Ausgangstext:
○ ○ ○ ○ ○
Wäre den Pionierinnen Zeit für eine allmähliche Verbreitung ihrer Ideen geblieben, hätte Irans spätere Geschichte vermutlich anders ausgesehen. Doch bald schon wurden die Iranerinnen, zum allergrößten Teil noch Analphabetinnen, zum Objekt einer gewaltsamen Modernisierung. 1935 verbot ihnen Schah Reza, ein Kavallerieoffizier, der sich selbst zum Kaiser aufgeschwungen hatte, von einem Tag auf den anderen, sich öffentlich mit Tschador zu zeigen. Seine Begründung lautete: „Wegen der Sitte unserer Frauen, den Schleier zu tragen, wegen dieser Ignoranz und des Analphabetentums haben die Europäer uns immer verachtet.“7

Stand vorher eine weibliche Avantgarde gegen die Allmacht des Hofs, wurde sie nun zu dessen Instrument gemacht. Der Hof lenkte die bis dahin unabhängige Frauenbewegung in staatliche Bahnen; im einzigen „Frauenzentrum“ des Landes führten zwei Töchter des Schahs das Wort. Auf traditionell eingestellte Iranerinnen wirkte das Schleierverbot, als zwänge man sie, nackt auf die Straße zu gehen; manche verließen das Haus nicht mehr. Es wurden sogar Busfahrer bestraft, wenn sie es wagten, eine Frau im Tschador zu befördern. Lehrerinnen, derer das Land so dringend bedurfte, wurde gekündigt, wenn sie sich nicht ent­schleierten.
○ ○ ○ ○ ○
Datenabschnitt:
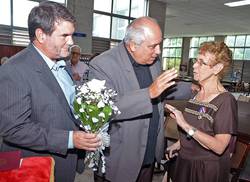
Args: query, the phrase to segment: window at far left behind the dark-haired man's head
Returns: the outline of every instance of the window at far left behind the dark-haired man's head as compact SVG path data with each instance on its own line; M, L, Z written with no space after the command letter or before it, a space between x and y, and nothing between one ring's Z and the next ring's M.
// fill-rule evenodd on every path
M66 0L52 1L67 3ZM0 0L0 43L24 46L29 44L28 15L39 2L40 0Z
○ ○ ○ ○ ○
Zu lösende Aufgaben:
- a) Schreiben Sie aus dem Text über das Schleierverbot im Iran die Stelle von „Stand vorher eine“ bis einschließlich „sich nicht ent­schleierten.“ wortgetreu ab.
- b) Fassen Sie den Absatz des Textes über das Schleierverbot, der mit „Stand vorher eine weibliche Avantgarde“ beginnt, als kurze Stichpunktliste zusammen und behalten Sie dabei seine wesentlichen Fakten bei.
- c) Führen Sie den Text über das Schleierverbot unter Schah Reza nach seinem letzten Satz fort.

Ergebnisse in Reihenfolge:
- a)
Stand vorher eine weibliche Avantgarde gegen die Allmacht des Hofs, wurde sie nun zu dessen Instrument gemacht. Der Hof lenkte die bis dahin unabhängige Frauenbewegung in staatliche Bahnen; im einzigen „Frauenzentrum“ des Landes führten zwei Töchter des Schahs das Wort. Auf traditionell eingestellte Iranerinnen wirkte das Schleierverbot, als zwänge man sie, nackt auf die Straße zu gehen; manche verließen das Haus nicht mehr. Es wurden sogar Busfahrer bestraft, wenn sie es wagten, eine Frau im Tschador zu befördern. Lehrerinnen, derer das Land so dringend bedurfte, wurde gekündigt, wenn sie sich nicht ent­schleierten.

- b)
- Die weibliche Avantgarde, die zuvor gegen die Allmacht des Hofs stand, wurde nun zu dessen Instrument.
- Der Hof lenkte die bis dahin unabhängige Frauenbewegung in staatliche Bahnen.
- Im einzigen „Frauenzentrum“ des Landes führten zwei Töchter des Schahs das Wort.
- Auf traditionell eingestellte Iranerinnen wirkte das Schleierverbot, als müssten sie nackt auf die Straße gehen, und manche verließen das Haus nicht mehr.
- Busfahrer wurden bestraft, wenn sie eine Frau im Tschador beförderten.
- Lehrerinnen wurde gekündigt, wenn sie sich nicht entschleierten.

- c)
Frauenkorps in Stewardesskostümen

Als sich 1935 die ersten Studentinnen an der neuen Universität Teheran einschreiben durften, proklamierte die Universitätsleitung, Bildung für Mädchen werde „Iran auf den Weg zu Verwestlichung und Fortschritt führen“.8 Zu diesem Zeitpunkt hatte das Land allerdings bei 15 Millionen Einwohnern nur 35 000 Schülerinnen, meist in den Städten.

Soziale Spaltung wurde zum Kennzeichen des Frauenfortschritts: Die staatlichen Dekrete katapultierten eine privilegierte Schicht in die Zukunft, während die Massen von Frauen, die der Tradition verhaftet waren oder sich von ihr behütet fühlten, den Eindruck gewinnen mussten, ihnen solle ein ausländischer Lebensstil aufgezwungen werden. Das Tschadorverbot wurde später fallen gelassen, doch seine Folgen haben sich in Irans politische Kultur tief eingegraben. Religiöse Iranerinnen waren nun überzeugt, das westliche Frauenbild versage ihnen Respekt, stigmatisiere sie als unzivilisiert. Manche sehen es heute noch so.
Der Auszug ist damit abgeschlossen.